» WHAT YOU ARE ASKED TO DO
Retype exactly the stretch of lines that begins at the line containing "Objective — one point per instance of the tall" and ends at the last line of the data, with no other lines.

--- ENTRIES SHOWN Enclosed Below ---

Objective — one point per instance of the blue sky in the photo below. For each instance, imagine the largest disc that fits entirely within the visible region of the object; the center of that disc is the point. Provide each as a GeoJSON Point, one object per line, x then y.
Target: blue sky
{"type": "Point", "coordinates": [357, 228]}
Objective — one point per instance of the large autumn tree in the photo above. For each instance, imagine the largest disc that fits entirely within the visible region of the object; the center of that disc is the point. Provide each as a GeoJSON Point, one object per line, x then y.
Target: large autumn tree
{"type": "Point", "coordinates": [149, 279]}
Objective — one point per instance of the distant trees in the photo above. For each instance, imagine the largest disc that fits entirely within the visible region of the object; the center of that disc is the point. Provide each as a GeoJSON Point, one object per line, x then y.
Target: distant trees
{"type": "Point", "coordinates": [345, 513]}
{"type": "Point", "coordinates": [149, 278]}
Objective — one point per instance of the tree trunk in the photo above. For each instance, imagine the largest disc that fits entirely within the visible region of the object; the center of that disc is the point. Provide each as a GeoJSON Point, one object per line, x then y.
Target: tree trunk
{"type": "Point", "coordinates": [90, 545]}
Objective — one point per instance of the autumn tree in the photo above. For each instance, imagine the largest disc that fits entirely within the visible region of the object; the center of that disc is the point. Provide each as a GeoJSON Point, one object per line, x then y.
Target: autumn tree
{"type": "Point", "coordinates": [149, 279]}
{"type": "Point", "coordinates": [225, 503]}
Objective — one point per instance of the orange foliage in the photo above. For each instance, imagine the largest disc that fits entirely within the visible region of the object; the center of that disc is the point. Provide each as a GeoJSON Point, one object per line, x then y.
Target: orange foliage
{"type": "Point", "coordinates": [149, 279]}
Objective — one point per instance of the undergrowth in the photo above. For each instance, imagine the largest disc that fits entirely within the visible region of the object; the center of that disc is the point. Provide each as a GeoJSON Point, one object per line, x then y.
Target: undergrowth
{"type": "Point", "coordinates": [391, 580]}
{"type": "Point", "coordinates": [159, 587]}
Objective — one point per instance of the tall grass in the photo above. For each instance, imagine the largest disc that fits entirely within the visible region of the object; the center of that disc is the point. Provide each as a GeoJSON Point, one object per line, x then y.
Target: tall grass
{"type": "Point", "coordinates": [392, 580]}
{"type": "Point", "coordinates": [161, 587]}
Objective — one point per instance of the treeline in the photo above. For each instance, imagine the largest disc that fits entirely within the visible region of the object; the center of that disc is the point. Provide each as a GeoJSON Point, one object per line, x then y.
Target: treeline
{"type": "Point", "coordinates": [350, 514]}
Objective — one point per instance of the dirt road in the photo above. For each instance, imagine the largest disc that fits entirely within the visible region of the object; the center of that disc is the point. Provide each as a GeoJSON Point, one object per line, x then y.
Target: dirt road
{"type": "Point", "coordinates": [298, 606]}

--- End of Enclosed ENTRIES SHOWN ---

» RESPONSE BELOW
Objective — one point per instance of the tall grass in the photo above. For each instance, imagine the largest disc that fits entirely within the visible region of the object; the center of that disc is the point. Provide each as a GeoJSON Point, one object per line, x then y.
Target: tall grass
{"type": "Point", "coordinates": [392, 580]}
{"type": "Point", "coordinates": [161, 587]}
Objective — one point per instance of the treeline in the photo above. For each instance, imagine the largest disc that fits entirely within the visible region of the object; the center of that disc is the point. Provide each as a GeoJSON Point, one object per line, x then y.
Target: treeline
{"type": "Point", "coordinates": [350, 514]}
Objective — one point per instance of the dirt road in the photo above. For each instance, imagine the largest disc that fits entirely within the visible region of the object; the center of that disc is the point. Provide each as a GeoJSON Point, one object per line, x then y.
Target: dirt road
{"type": "Point", "coordinates": [298, 606]}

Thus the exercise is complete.